• [Selected extract]:

──────────────────────────────

Hi Dan! Yeah, I disagree, but...

I found out too late that many of the Silvia hints are written for folks who have/had machines with 110C thermostats. The ideas and concepts are very interesting, but...

I can not taste the difference of .1 degree. I cannot yet, I discovered, after I metered the shower screen, hold the temp constant to more that 3, maybe 4 degrees. With the shower screen tc I am able to tune the PID so that after an hour warmup (currently at 215F), I can pull a shot and have it nicely asymptote to 89C.

My little $17ppd meter has allowed me to greatly speed up the process of getting a good and dependable taste.

I understand that the brewhead temp gradient is the limiting factor in shower screen stability so will sometime soon order and install the AndyS rope heater mod.

See, you spent (apparently) tons of money on electronics, while I have spent relatively little. My pid/tc/40A SSR, cost maybe $80 ppd. My shower screen meter/tc cost about $20ppd. I just picked up a meter (reads tenths) and J probe for $26ppd. i have no idea where I'll stick that. :twisted: I have run out of places for *me* to reasonably monitor.

──────────────────────────────

(Records from a dataset)
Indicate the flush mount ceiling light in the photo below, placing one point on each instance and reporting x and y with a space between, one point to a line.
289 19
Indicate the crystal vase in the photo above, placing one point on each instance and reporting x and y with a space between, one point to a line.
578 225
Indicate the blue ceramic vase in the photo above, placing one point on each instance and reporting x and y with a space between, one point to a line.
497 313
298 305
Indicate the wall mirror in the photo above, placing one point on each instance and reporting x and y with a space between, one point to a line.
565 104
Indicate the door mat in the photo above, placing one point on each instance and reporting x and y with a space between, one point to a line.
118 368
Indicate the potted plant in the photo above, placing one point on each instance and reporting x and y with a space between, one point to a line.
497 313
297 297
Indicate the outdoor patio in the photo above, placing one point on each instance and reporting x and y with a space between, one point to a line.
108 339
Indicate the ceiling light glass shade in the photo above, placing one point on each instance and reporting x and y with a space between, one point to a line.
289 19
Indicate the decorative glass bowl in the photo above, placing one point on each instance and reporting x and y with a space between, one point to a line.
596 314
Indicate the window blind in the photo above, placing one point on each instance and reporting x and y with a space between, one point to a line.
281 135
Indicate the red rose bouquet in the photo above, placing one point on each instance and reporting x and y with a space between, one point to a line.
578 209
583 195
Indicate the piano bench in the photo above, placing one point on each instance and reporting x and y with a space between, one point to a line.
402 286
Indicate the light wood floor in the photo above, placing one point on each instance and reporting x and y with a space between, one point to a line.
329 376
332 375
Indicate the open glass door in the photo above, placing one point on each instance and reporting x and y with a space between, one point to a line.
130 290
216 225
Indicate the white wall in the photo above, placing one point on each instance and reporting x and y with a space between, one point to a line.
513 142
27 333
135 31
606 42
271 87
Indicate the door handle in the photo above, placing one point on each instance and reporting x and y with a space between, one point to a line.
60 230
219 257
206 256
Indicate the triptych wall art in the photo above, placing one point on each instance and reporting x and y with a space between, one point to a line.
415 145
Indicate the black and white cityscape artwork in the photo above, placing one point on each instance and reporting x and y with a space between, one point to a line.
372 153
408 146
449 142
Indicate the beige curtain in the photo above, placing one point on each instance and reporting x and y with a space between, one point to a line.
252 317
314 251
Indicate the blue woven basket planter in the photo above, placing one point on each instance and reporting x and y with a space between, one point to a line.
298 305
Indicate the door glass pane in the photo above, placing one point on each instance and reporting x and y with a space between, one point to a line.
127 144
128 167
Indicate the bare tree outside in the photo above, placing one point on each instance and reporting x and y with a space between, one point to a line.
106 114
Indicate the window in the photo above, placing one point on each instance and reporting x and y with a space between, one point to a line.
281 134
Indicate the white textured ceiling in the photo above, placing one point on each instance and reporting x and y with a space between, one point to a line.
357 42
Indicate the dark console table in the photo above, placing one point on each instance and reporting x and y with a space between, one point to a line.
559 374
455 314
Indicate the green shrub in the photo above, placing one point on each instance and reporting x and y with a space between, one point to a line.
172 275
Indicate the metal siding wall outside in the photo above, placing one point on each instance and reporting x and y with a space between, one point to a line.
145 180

──────────────────────────────

• [Task to complete]:
Answer these questions using the espresso temperature post:
1. How long does the writer warm up the machine before pulling a shot?
2. What does the writer say the PID, thermocouple and 40A SSR cost?
3. Which mod does the writer plan to order and install?

• [Result]:
1. An hour.
2. Maybe $80 ppd.
3. The AndyS rope heater mod.